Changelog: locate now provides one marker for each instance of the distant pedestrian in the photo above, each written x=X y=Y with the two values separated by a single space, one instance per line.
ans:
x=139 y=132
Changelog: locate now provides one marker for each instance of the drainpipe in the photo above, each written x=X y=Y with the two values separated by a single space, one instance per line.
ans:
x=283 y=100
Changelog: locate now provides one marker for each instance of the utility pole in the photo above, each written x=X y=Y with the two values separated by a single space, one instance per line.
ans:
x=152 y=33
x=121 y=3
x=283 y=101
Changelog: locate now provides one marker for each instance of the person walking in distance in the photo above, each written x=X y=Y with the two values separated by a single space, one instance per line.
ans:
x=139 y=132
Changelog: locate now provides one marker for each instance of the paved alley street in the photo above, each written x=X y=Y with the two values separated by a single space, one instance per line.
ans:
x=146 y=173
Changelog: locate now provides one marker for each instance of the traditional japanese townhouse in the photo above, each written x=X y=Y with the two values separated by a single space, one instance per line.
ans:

## WHAT YOU ARE ASKED TO DO
Please reproduce all of the rows above word for word, each on its own line and in the same order.

## FULL SOLUTION
Changelog: locate now provides one marker for each instance of the distant pedestrian in the photo above, each written x=X y=Y with the two values separated by a single space, one instance per line.
ans:
x=139 y=132
Changelog: locate now provides one marker for each instance of the drainpipe in the photo above, each written x=X y=Y with the two values separated by a single space, one instance per line.
ans:
x=283 y=100
Changelog: locate now provides one marker for each instance of the utility pole in the photo above, each written x=X y=Y with the two values separated by a single space, one instance per line.
ans:
x=152 y=33
x=121 y=3
x=283 y=101
Changelog: locate now provides one marker for each instance of the person walking in distance in the photo above, each written x=X y=Y with the two values separated by a single space, one instance per line.
ans:
x=139 y=132
Changelog: locate now provides one marker for each instance of the paved alley street in the photo above, each written x=X y=Y with the two values separated by a single space, one instance per line.
ans:
x=146 y=173
Changelog: locate now provides one marker for each instance of the traditional japanese townhouse in the photo above, each written x=X y=Y with the two values separated by a single space, one instance per line.
ans:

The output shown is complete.